ABOUT THIS EXERCISE -
Quote the passage on Alfa Tofft word for word, starting with "Alfa Tofft (11" and going on through "for kindergarten teachers.".

PASSAGE FOR REVIEW -
######

Alfa Tofft (11 January 1911 – 29 July 2004) was a pioneering Danish badminton enthusiast who later became an educator. In 1935, she founded Denmark's first badminton club, Aarhus Badmintonklub. Ten years later, she was a co-founder of Red Barnet, the Danish branch of Save the Children. From 1965 to 1974, she was director of Jydsk Børnehave-Seminarium, a teacher-training establishment for kindergarten teachers.

==Early life and education==
Born in Copenhagen on 11 January 1911, Alfa Tofft was the daughter of the composer Alfred Tofft (1835–1931) and the singer Elna Bergmann (1875–1933). When she was three years old, her mother went to sing in America but never returned. Alfa and her twin sister Beta were brought up by their father. After attending the Copenhagen Business College, she worked for the music copyright association KODA which was chaired by her father. When she was 21, she went to Canada to study languages at the University of Montreal where she also developed her skills in badminton.

==Professional life==
On returning to Denmark, she used her inheritance to build Århus Badmintonhal for the Aarhus Badminton Club which she founded in 1935. In so doing, she was the first to bring badminton to Jutland. She ran the club until 1939 when the premises were taken over by the German occupiers. Driven into bankruptcy, she worked for Aarhus Municipality until the end of World War II. Immediately afterwards, she founded Red Barnet, the Danish branch of Save the Children, which in collaboration with the women's support organization Danske Kvinders Beredskab brought thousands of abandoned children to Denmark from the war-swept countries of Europe. Over 5,000 were rehoused in the Aarhus area.

From 1949 to 1951, Tofft was encouraged by Red Barnet to train as a kindergarten teacher as there were plans for her to run a kindergarten in Aarhus. As she was involved in setting up three kindergartens in Copenhagen and Aarhus, her training at the Jydsk Børnehave-Seminarium was not completed until 1954 when she was employed there as a kindergarten teacher. In 1965, she was appointed rector, heading the institution until her retirement in 1974. Tofft is remembered for contributing to the paedagogical side of kindergarten teaching, emphasizing the children's growth and development rather than simply caring for them. At the time, she did not receive much support for her ideas although they were appreciated by her colleagues and students. She was also successful in educating students from Greenland.

Alfa Tofft died in Aarhus on 29 July 2004.

==Awards==
In 1948, Tofft was awarded the French Medal of French Gratitude and in 1951 the Order of the Star of Italian Solidarity.

######

COLLECTED DATA -

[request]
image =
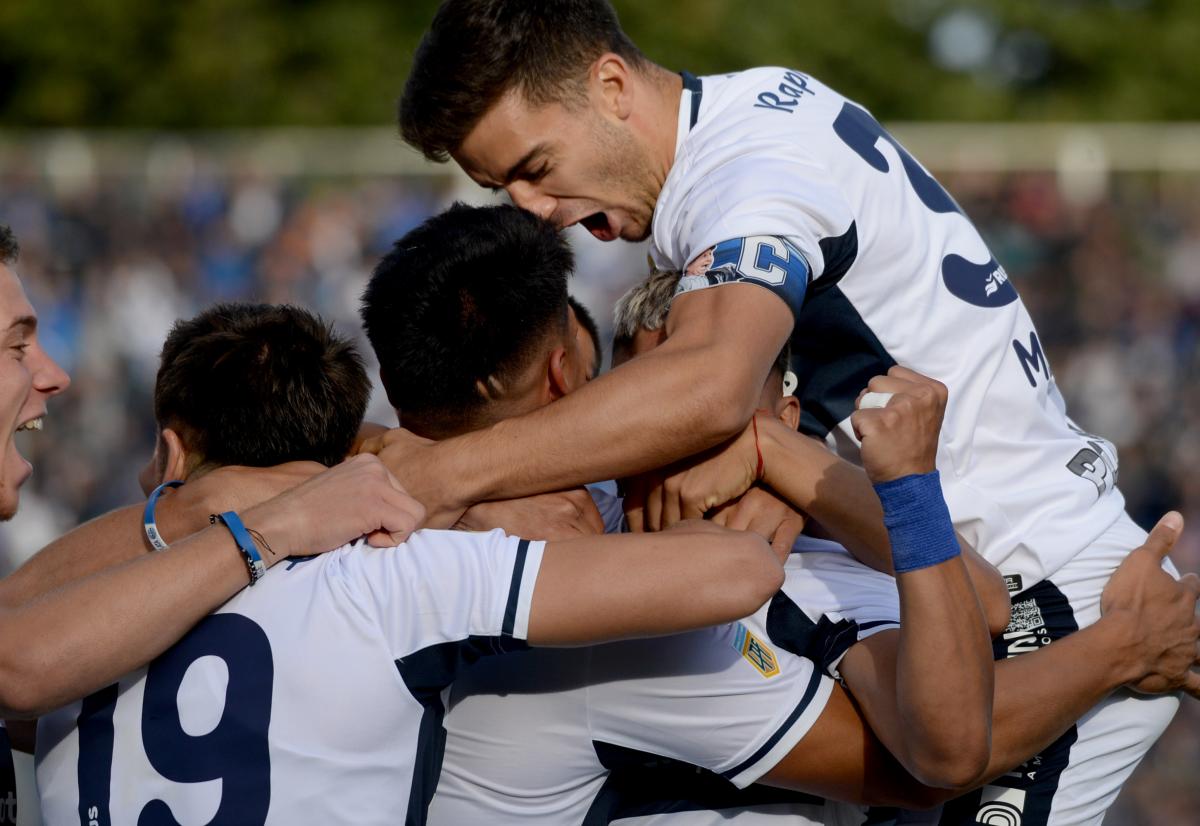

######

YOUR SOLUTION -
Alfa Tofft (11 January 1911 – 29 July 2004) was a pioneering Danish badminton enthusiast who later became an educator. In 1935, she founded Denmark's first badminton club, Aarhus Badmintonklub. Ten years later, she was a co-founder of Red Barnet, the Danish branch of Save the Children. From 1965 to 1974, she was director of Jydsk Børnehave-Seminarium, a teacher-training establishment for kindergarten teachers.